TASK OBJECTIVE.
Answer these questions using the rugby club season summary below.
1. In what position did the club finish in North Division 1 in the 2002/2003 season?
2. Which league did the 2nd XV join in 2003/2004?
3. Which club did Liam McLoughlin leave for in 2004–05?

SELECTED EXCERPT.

--- start ---

2002/2003 proved to be a consolidation season in North Division 1 with a number of retirements by the older players and the introduction of several youngsters, eventually finishing 7th after escaping from the relegation dogfight. Sean Fletcher was replaced by 22-year-old Liam McLoughlin as club captain towards the end of the season after sustaining a serious eye injury which has resulted in his early retirement from the playing staff. The Under-18s won the Under-19s Lancashire Cup, their third successive Lancashire Cup win under Jeff Lawrenson and John Mather.

2003/2004 saw the 1st XV challenging again to reach the National Leagues from Powergen North Division 1; the 2nd XV taking their place in the newly formed North West Intermediate League Division 1, after two seasons in the North West Merit Table; and West Park Warriors reaching Division 1 after being promoted from Division 2 as champions.

2004–05
Liam McLoughlin was appointed captain again, but left for Orrell. Martin Jones continued as club coach.

--- end ---

[Image object location entries]

--- start ---

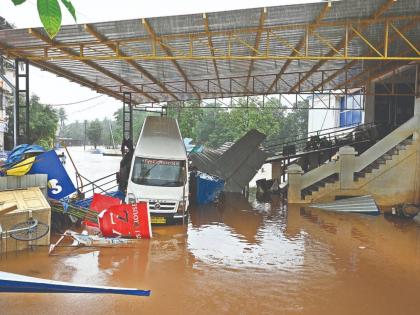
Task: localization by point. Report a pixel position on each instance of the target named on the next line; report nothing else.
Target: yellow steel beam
(91, 30)
(303, 41)
(263, 16)
(246, 30)
(387, 41)
(364, 39)
(322, 59)
(69, 75)
(359, 76)
(405, 39)
(343, 43)
(162, 39)
(152, 34)
(212, 50)
(90, 63)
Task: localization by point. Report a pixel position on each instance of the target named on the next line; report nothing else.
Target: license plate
(158, 220)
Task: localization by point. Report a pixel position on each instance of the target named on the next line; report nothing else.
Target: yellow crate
(30, 202)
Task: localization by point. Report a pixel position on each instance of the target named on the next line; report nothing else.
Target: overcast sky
(54, 90)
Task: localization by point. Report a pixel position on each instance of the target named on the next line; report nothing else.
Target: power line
(78, 102)
(85, 109)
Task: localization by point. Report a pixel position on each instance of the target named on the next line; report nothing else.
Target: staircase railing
(369, 156)
(387, 143)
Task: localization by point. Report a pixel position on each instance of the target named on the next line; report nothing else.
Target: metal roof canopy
(285, 49)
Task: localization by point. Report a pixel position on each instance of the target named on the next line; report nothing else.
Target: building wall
(320, 119)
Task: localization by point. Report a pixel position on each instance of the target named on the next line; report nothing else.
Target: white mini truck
(159, 171)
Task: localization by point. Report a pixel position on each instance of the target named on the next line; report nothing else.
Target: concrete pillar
(416, 138)
(347, 158)
(276, 171)
(294, 174)
(370, 103)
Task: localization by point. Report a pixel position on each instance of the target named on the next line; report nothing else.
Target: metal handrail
(330, 137)
(99, 184)
(317, 133)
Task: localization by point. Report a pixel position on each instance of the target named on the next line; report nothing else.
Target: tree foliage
(213, 126)
(49, 12)
(94, 132)
(43, 123)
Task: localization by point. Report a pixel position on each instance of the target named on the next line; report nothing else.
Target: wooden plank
(9, 208)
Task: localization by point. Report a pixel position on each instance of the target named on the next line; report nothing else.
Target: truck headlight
(131, 198)
(181, 206)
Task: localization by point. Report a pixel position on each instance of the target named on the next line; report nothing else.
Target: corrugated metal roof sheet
(162, 80)
(236, 163)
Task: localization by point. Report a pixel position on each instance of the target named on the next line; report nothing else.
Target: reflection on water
(236, 235)
(241, 257)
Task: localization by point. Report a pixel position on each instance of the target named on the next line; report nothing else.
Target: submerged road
(240, 258)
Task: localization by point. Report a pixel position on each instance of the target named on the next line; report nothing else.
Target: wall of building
(333, 118)
(319, 119)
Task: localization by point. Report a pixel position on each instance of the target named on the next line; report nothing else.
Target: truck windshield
(154, 172)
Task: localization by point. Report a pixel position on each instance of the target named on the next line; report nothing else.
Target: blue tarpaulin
(208, 188)
(18, 153)
(59, 182)
(10, 282)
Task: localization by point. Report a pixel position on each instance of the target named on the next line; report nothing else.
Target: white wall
(320, 119)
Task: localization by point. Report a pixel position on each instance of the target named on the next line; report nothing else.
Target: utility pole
(84, 140)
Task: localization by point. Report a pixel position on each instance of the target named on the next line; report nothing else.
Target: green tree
(43, 123)
(94, 132)
(63, 117)
(49, 12)
(138, 119)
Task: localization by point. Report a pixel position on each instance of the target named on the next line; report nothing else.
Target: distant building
(345, 112)
(69, 142)
(7, 77)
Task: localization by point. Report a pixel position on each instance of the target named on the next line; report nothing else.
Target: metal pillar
(127, 116)
(21, 106)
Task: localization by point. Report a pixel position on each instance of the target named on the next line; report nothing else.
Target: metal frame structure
(127, 116)
(312, 47)
(21, 112)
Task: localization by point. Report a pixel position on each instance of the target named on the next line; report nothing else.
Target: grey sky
(55, 90)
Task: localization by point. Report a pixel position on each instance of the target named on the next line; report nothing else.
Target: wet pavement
(240, 258)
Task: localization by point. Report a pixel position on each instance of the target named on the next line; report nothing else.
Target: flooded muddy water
(240, 258)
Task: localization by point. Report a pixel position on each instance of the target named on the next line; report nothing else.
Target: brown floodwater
(240, 258)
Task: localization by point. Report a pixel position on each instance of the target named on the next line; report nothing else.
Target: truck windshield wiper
(148, 171)
(171, 183)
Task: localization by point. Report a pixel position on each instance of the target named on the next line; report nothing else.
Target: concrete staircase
(383, 170)
(331, 185)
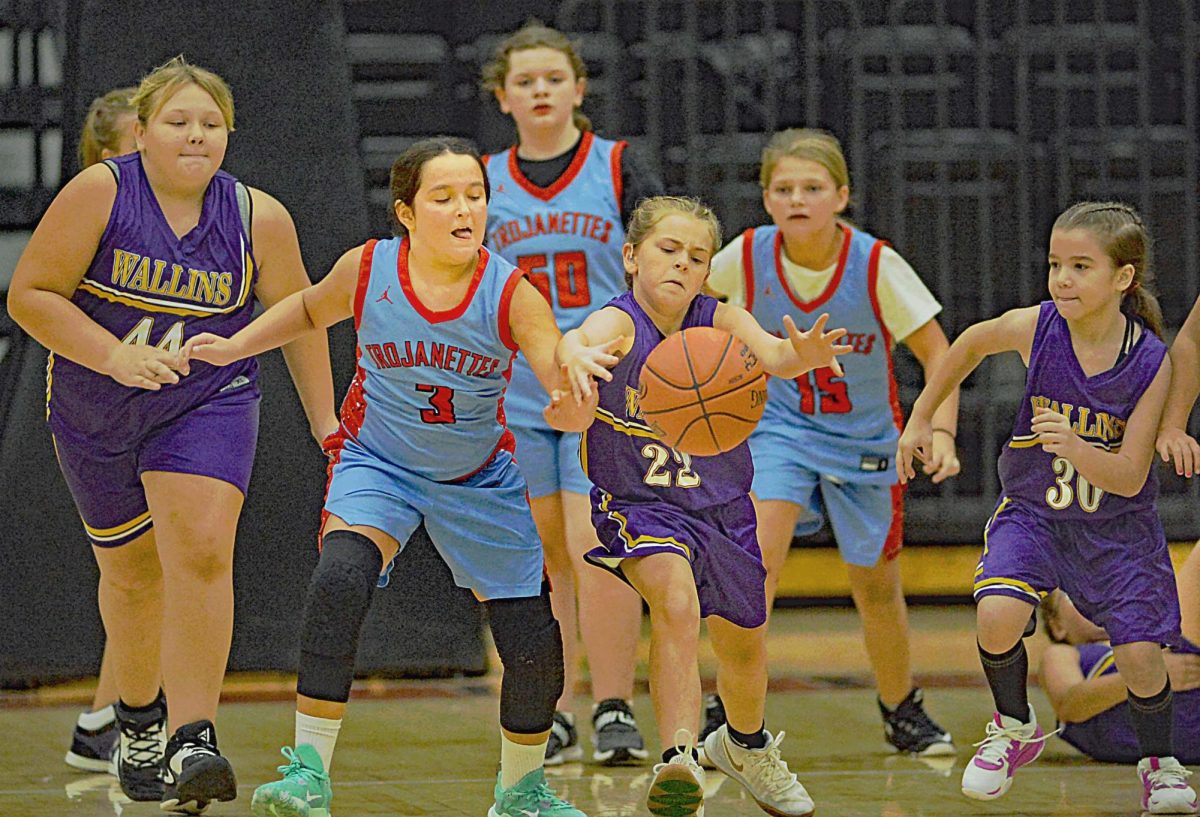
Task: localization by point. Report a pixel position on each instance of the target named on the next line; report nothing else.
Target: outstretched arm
(318, 306)
(787, 356)
(1012, 331)
(1174, 442)
(281, 274)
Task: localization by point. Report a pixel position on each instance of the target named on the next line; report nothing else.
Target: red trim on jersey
(573, 169)
(505, 318)
(748, 265)
(364, 280)
(432, 316)
(873, 276)
(618, 184)
(894, 542)
(831, 288)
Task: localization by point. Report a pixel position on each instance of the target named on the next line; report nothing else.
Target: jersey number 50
(833, 392)
(570, 277)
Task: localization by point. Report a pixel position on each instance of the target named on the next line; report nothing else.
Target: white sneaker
(1164, 786)
(761, 772)
(1007, 746)
(678, 786)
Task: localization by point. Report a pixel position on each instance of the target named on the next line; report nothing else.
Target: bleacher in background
(969, 125)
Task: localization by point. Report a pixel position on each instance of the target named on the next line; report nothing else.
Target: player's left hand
(817, 348)
(943, 460)
(569, 413)
(1054, 432)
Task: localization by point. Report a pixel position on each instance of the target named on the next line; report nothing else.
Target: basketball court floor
(431, 748)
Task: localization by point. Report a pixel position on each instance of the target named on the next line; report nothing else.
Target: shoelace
(996, 737)
(144, 746)
(1169, 778)
(295, 767)
(774, 774)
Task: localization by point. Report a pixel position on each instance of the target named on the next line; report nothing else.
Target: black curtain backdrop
(297, 139)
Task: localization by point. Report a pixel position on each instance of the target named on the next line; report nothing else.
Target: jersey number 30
(1061, 494)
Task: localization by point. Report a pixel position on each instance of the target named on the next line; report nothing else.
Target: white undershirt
(905, 302)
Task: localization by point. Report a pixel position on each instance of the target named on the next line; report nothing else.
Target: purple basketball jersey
(1098, 408)
(621, 454)
(148, 286)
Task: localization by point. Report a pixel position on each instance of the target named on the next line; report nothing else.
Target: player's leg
(196, 523)
(742, 748)
(667, 584)
(611, 624)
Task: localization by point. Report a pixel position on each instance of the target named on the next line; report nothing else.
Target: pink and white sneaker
(1009, 745)
(1164, 787)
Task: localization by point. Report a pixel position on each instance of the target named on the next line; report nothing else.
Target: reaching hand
(588, 362)
(1176, 444)
(1054, 432)
(211, 349)
(943, 461)
(816, 348)
(569, 414)
(917, 440)
(144, 366)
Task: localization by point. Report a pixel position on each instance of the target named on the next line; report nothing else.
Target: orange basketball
(702, 391)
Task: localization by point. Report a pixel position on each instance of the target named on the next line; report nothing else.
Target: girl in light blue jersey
(423, 438)
(561, 198)
(825, 443)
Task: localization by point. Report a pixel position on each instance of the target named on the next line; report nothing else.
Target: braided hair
(1126, 240)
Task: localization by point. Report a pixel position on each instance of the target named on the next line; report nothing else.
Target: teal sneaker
(531, 798)
(304, 791)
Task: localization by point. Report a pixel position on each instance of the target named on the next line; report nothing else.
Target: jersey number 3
(570, 277)
(442, 400)
(834, 397)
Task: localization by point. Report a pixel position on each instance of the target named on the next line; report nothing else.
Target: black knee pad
(531, 648)
(339, 599)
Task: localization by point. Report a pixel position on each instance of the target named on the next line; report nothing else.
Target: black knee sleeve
(339, 598)
(531, 648)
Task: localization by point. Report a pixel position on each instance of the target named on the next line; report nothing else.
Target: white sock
(321, 733)
(517, 760)
(93, 720)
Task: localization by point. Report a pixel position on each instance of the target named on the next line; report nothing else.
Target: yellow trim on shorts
(633, 542)
(120, 530)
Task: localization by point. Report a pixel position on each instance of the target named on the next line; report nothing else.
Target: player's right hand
(917, 440)
(592, 361)
(1183, 670)
(144, 366)
(1176, 444)
(211, 349)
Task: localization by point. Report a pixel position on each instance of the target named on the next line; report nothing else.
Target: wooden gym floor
(431, 748)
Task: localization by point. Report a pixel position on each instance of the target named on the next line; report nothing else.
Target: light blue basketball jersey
(846, 426)
(567, 238)
(429, 392)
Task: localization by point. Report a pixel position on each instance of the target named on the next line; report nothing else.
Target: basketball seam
(691, 370)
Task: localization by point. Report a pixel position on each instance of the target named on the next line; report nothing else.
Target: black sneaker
(138, 756)
(714, 719)
(91, 750)
(564, 742)
(910, 728)
(193, 772)
(615, 734)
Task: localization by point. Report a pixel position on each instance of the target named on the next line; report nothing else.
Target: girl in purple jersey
(1078, 510)
(682, 530)
(157, 461)
(377, 494)
(539, 79)
(107, 132)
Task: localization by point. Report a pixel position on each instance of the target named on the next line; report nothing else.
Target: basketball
(702, 391)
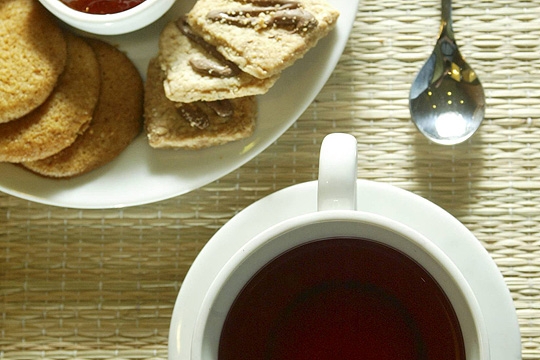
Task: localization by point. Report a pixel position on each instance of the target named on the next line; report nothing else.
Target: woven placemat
(101, 284)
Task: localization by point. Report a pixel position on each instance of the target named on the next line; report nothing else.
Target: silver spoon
(446, 100)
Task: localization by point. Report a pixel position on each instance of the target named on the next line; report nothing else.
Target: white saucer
(427, 218)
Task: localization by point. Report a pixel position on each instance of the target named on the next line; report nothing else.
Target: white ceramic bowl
(111, 24)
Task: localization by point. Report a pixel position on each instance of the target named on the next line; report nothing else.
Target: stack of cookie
(67, 105)
(201, 89)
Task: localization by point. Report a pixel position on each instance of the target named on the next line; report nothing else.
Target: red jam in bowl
(102, 6)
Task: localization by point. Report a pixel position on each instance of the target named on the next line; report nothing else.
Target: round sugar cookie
(117, 119)
(32, 57)
(65, 114)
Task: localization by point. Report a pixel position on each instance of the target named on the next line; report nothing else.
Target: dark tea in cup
(342, 298)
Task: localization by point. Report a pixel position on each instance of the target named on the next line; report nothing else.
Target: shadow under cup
(339, 284)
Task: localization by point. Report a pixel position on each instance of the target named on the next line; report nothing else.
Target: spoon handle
(446, 18)
(446, 12)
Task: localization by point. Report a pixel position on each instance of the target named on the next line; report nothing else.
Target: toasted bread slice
(66, 113)
(177, 125)
(32, 57)
(116, 122)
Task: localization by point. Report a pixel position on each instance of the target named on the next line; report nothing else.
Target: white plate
(143, 175)
(433, 222)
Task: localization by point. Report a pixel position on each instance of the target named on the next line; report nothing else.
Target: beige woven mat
(98, 284)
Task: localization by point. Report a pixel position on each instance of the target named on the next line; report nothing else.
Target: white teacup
(336, 223)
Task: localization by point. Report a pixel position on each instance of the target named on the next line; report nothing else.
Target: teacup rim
(291, 224)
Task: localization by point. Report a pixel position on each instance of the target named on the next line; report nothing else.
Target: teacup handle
(337, 173)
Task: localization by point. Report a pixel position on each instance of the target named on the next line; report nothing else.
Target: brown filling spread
(197, 117)
(264, 14)
(217, 67)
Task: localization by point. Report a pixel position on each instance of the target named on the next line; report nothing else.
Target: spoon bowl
(446, 100)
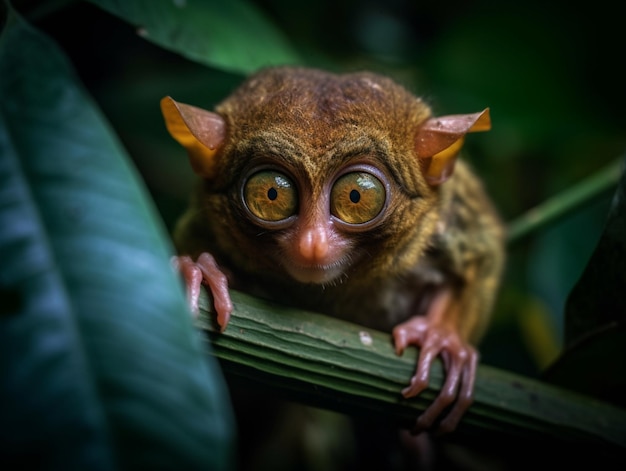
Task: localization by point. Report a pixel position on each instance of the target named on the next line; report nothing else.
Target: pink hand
(205, 270)
(460, 360)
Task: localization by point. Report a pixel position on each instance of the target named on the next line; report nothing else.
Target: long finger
(446, 396)
(428, 353)
(465, 396)
(218, 283)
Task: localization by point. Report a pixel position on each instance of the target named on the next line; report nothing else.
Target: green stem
(558, 206)
(335, 364)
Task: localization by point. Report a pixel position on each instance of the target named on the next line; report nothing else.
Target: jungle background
(551, 73)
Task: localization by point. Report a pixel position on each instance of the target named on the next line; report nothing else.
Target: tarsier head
(318, 169)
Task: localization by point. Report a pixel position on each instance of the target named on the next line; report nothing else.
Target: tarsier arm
(444, 329)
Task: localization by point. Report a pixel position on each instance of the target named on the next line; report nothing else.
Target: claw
(205, 270)
(460, 360)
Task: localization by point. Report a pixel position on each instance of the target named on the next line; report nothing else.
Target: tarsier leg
(436, 335)
(205, 270)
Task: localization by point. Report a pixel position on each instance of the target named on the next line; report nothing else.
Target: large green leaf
(100, 365)
(232, 35)
(595, 327)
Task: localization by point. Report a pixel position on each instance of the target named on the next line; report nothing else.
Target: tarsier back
(343, 195)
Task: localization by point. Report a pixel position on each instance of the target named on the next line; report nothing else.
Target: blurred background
(552, 74)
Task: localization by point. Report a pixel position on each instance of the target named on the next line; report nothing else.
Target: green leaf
(597, 301)
(101, 366)
(232, 35)
(595, 316)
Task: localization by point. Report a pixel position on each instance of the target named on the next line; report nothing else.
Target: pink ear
(201, 132)
(440, 139)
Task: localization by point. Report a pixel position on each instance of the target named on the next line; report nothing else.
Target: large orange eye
(357, 197)
(270, 195)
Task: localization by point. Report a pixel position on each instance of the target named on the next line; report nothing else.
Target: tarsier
(342, 194)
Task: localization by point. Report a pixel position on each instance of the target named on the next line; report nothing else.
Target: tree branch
(327, 362)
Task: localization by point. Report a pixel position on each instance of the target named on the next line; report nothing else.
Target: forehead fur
(324, 112)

--- end ---

ANSWER FOR THE TASK.
1. 7th
2. The newly formed North West Intermediate League Division 1
3. Orrell